┌──

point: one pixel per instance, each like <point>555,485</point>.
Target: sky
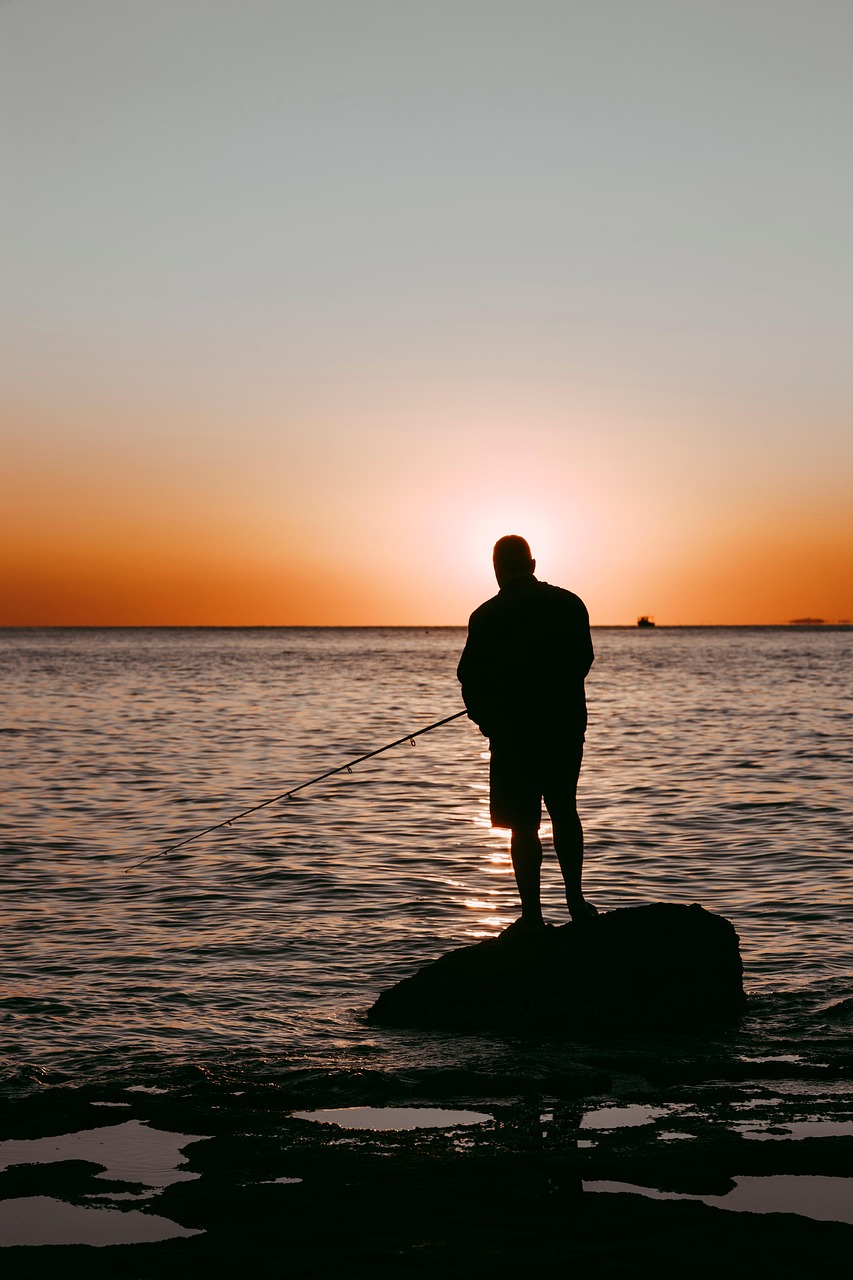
<point>306,302</point>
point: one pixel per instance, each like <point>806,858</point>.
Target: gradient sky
<point>305,302</point>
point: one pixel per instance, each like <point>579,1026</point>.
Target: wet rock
<point>643,968</point>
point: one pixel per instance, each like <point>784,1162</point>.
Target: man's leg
<point>525,849</point>
<point>569,848</point>
<point>561,801</point>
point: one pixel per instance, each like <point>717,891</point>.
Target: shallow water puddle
<point>36,1220</point>
<point>810,1196</point>
<point>395,1118</point>
<point>624,1118</point>
<point>129,1152</point>
<point>784,1130</point>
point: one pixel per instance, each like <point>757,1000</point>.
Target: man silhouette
<point>523,672</point>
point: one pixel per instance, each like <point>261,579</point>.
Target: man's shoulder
<point>510,603</point>
<point>560,598</point>
<point>484,611</point>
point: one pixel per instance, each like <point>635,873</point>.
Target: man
<point>523,672</point>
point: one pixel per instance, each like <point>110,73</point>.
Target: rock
<point>641,968</point>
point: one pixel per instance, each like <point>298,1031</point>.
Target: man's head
<point>511,558</point>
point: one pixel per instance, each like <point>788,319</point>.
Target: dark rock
<point>641,968</point>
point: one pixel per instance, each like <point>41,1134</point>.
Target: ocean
<point>716,771</point>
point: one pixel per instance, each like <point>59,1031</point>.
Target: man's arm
<point>473,676</point>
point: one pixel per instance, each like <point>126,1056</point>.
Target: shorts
<point>523,776</point>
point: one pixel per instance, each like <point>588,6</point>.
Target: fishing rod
<point>291,791</point>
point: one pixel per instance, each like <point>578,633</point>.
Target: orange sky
<point>393,520</point>
<point>301,315</point>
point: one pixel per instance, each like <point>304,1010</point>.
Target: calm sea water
<point>717,771</point>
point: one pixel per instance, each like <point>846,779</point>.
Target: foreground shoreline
<point>276,1193</point>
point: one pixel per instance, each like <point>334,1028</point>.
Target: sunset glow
<point>311,376</point>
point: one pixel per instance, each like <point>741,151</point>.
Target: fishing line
<point>291,791</point>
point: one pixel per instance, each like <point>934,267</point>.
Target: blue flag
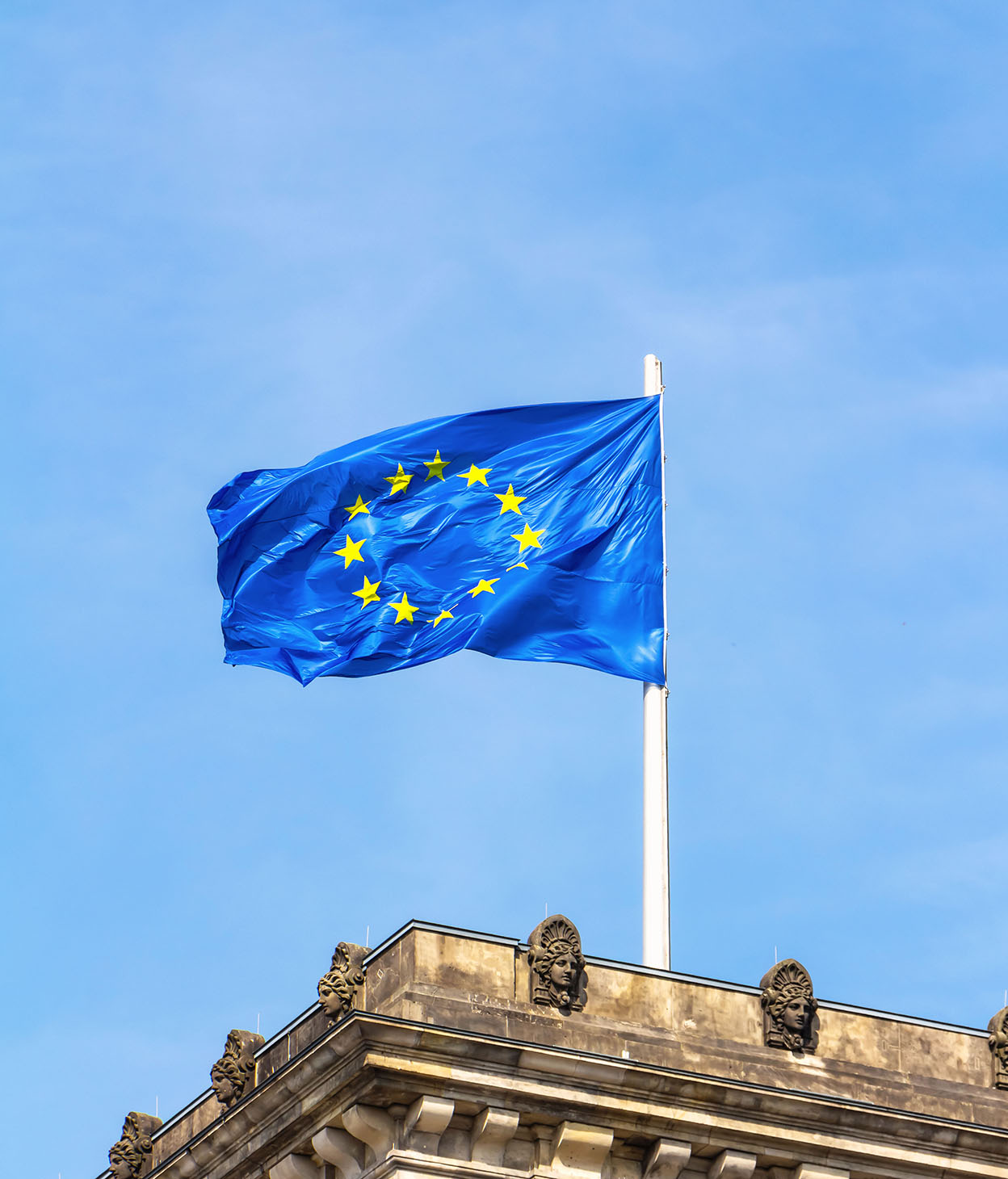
<point>527,533</point>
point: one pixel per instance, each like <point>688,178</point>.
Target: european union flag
<point>527,533</point>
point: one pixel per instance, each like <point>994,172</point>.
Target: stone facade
<point>449,1068</point>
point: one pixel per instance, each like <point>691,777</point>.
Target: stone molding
<point>340,987</point>
<point>998,1040</point>
<point>744,1120</point>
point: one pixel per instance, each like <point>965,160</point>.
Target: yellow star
<point>436,466</point>
<point>527,539</point>
<point>403,610</point>
<point>475,474</point>
<point>367,592</point>
<point>351,551</point>
<point>510,501</point>
<point>400,480</point>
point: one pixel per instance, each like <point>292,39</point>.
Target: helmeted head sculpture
<point>999,1047</point>
<point>338,988</point>
<point>789,1009</point>
<point>558,976</point>
<point>235,1073</point>
<point>131,1156</point>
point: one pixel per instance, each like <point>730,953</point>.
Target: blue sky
<point>236,235</point>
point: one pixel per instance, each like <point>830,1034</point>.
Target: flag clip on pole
<point>656,753</point>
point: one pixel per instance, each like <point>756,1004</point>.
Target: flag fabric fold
<point>526,533</point>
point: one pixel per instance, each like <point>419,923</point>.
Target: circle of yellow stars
<point>399,481</point>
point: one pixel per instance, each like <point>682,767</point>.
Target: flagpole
<point>656,753</point>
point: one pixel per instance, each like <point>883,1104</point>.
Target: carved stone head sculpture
<point>789,1009</point>
<point>999,1047</point>
<point>338,988</point>
<point>131,1156</point>
<point>235,1073</point>
<point>558,976</point>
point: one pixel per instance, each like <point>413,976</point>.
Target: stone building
<point>448,1053</point>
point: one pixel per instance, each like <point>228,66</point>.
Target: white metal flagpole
<point>656,753</point>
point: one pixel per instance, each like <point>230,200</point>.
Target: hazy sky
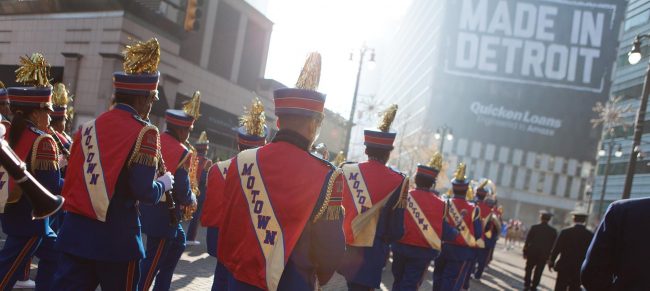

└──

> **Objetivo del ejercicio**: Copia de nuevo, con sus instrucciones, el tramo de los registros que va desde la línea que contiene "point: one pixel per instance, each like <point>717,891</point>." hasta la que contiene "<point>784,1130</point>", ambas incluidas. Desplaza 52 unidades cada coordenada de las respuestas, sin tocar las de las instrucciones ni las de sus muestras de formato.

> **Respuesta**:
point: one pixel per instance, each like <point>717,891</point>.
Target: shallow water puddle
<point>88,1272</point>
<point>862,1248</point>
<point>447,1170</point>
<point>676,1170</point>
<point>181,1204</point>
<point>836,1182</point>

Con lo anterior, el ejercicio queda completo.